▸ **Work instructions**
Please answer from the letter on opioid maintenance treatment: about what share of addicted people become abstinent each year?

------ Supplied passage

This letter was published in response to Luty's interesting item about the UK decision to ban methadone maintenance and insist that all treatment be abstinence directed (!). http://www.bmj.com/content/346/bmj.f1481
Dear Editor,
Luty is unduly pessimistic about long term abstinence after opioid maintenance treatment.1 About 4% of addicted people become abstinent each year, regardless of treatment.2 By 10 years, over a third are abstinent. The remainder are mostly on maintenance treatment, a small, efficient part of any health system, which often needs little more than an experienced GP and pharmacist. This saves lives and reduces many negative aspects of addiction.3
Those denied appropriate treatment have death rates up to seven times higher than those treated.4 This is especially important on prison release, where access to treatment should be the dual responsibility of the health and custodial systems.
Politically inspired rule changes by the NHS cannot alter what is sound medical practice. Opioid pharmacotherapy is fundamentally no different from treating other chronic conditions but is better researched than most. New and unstable patients need frequent reviews, whereas others can be seen less often to check dose levels, progress, ancillary services, and so on.
Another disadvantage in the UK is that buprenorphine, the only evidence based alternative to methadone, is sometimes not available because of its high cost.
Opioid maintenance is not rocket science, yet for decades the UK had the twin problems of inadequate dose levels and almost non-existent formal dose supervision.5 These factors so limited success that many now doubt the benefits of the treatment as used in the UK. Current and past leaders in the dependency field must take responsibility for those deficiencies, which are currently causing politicians to dismantle an essential intervention implemented in most Western countries, and now even in China.

------------
------ Listed entries

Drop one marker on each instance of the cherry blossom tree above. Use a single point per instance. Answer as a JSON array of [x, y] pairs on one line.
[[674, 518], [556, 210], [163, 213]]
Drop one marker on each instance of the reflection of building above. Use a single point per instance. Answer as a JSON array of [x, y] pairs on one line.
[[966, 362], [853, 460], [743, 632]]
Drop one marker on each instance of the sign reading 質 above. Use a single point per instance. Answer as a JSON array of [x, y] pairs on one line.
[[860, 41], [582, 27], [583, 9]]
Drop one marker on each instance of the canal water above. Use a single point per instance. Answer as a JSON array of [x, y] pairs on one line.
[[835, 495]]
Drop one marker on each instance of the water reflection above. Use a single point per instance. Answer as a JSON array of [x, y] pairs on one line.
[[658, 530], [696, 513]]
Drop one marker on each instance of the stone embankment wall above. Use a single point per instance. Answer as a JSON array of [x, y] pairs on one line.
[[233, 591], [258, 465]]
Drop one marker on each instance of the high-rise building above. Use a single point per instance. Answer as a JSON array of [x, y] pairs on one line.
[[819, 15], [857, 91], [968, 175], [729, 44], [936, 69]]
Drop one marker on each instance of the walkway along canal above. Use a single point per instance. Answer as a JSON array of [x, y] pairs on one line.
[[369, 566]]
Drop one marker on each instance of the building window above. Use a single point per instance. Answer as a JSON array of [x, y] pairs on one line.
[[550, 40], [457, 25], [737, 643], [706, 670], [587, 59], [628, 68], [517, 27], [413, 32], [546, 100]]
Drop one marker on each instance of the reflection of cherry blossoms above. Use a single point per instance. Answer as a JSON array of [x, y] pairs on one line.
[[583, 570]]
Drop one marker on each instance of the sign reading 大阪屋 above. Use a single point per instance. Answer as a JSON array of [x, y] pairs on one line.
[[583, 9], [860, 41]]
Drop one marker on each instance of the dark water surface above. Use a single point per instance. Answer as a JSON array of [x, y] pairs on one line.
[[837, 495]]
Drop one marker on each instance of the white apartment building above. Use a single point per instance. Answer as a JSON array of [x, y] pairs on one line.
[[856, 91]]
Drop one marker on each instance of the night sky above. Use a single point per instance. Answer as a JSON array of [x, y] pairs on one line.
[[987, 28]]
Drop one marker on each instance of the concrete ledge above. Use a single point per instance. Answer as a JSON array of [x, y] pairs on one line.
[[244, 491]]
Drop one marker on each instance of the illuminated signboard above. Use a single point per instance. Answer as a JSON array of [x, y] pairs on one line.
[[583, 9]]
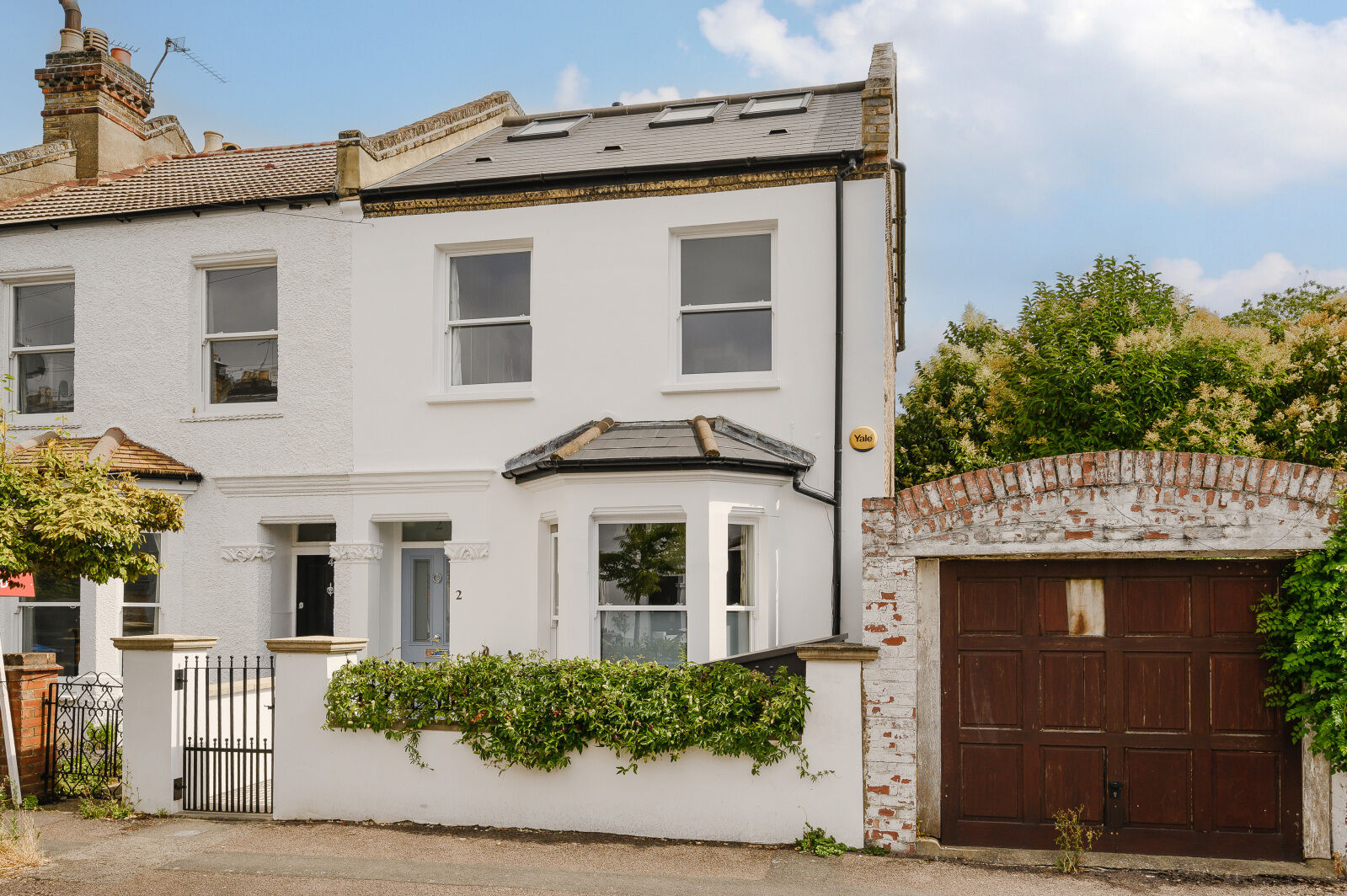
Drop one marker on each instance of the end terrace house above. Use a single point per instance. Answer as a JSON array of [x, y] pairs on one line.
[[559, 381]]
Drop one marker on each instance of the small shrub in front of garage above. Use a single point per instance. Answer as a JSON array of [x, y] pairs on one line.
[[1306, 630], [537, 712]]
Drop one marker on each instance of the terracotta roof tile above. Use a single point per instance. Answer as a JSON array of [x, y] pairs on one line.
[[184, 182], [130, 457]]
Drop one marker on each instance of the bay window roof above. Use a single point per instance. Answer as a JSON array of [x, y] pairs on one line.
[[120, 453], [659, 445]]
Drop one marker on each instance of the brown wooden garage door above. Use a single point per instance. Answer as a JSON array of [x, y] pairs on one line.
[[1149, 716]]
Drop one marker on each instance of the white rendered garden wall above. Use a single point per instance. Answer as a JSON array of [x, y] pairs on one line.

------------

▸ **Answer for the task**
About 4% become abstinent each year, regardless of treatment.